Selected excerpt START

I recently read Linda Yellin’s piece “When Did Kale Get A Publicist?” in More Magazine and laughed out loud. Well, first I sort of whimpered because More Magazine just started appearing in my mailbox and I couldn’t figure out why until someone told me, not so gently, that it was because I hit the age of 40. They should just call it Forty – just like they call it Seventeen. It’s mean to tease old people.
After overcoming my surprise and stretching my arms reaallllyyy far in front of my face in order to actually read the article, I wanted to be Yellin’s friend, or at least shop and dine with her. She, too, had a childhood that included weekly meatloaf and a mother who didn’t once ask what I’d like for dinner. I had that mother. I am that mother now. Call me vintage, but with four children, you don’t get a vote on dinner. You just get a designated seat and a plate of food and sometimes a dessert. You’re welcome.
As Yellin points out, trendy foods don’t slowly make their way into our lives, they take over:
“These hot items from the food world don’t just show up on the grocery shelf; they explode into our lives. Suddenly, it’s kale in your face 24/7. Good-bye, olive oil. Hello, coconut oil. Me? I’m still mourning orange roughy. There was a time you couldn’t open a menu without an orange roughy special. But somewhere along the way, wild salmon kicked its ass.” Well said, Yellin, well said.
I recently read in WSJ Magazine that turmeric is today’s hot and trendy spice. “Tumeric is the new kale,” said Sunitha Ramaiah. Oh. Tumeric you say? Alrighty.

Selected excerpt END

Work order: According to the post on trendy foods, in which magazine did the writer read that turmeric is today's hot spice? The rows below have no connection to the text above.

Supplied material START

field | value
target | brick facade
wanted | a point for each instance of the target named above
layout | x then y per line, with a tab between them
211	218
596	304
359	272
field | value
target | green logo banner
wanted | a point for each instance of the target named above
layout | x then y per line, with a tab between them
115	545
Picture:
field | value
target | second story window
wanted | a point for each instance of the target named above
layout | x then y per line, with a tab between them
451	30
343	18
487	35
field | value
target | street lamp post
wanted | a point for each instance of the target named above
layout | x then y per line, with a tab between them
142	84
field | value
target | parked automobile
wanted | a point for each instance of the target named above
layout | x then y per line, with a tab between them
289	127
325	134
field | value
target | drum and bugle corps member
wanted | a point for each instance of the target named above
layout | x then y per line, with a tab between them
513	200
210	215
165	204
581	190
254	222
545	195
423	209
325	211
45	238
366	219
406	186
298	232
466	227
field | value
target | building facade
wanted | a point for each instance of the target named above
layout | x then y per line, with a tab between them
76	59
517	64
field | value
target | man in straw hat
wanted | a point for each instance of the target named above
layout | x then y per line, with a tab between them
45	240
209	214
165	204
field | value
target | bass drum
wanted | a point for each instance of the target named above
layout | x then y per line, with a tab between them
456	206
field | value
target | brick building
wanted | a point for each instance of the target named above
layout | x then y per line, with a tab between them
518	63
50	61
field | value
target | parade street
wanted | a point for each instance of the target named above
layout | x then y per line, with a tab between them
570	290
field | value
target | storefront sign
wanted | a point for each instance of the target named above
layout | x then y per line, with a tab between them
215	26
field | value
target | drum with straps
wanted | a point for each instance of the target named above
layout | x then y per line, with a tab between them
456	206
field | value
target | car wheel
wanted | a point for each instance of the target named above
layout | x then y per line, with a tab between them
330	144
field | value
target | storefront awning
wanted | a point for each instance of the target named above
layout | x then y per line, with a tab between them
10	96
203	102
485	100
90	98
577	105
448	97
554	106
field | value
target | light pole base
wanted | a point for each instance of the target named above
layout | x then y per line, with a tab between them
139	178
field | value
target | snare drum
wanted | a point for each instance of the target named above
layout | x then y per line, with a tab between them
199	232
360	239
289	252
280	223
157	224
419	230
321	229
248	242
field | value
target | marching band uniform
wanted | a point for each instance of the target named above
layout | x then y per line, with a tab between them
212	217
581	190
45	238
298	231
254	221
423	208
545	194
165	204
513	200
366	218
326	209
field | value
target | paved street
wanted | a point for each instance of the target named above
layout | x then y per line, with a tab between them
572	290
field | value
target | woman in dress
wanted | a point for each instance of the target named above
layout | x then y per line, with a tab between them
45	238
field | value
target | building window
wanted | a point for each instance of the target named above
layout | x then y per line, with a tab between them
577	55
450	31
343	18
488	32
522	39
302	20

Supplied material END

Written reply: WSJ Magazine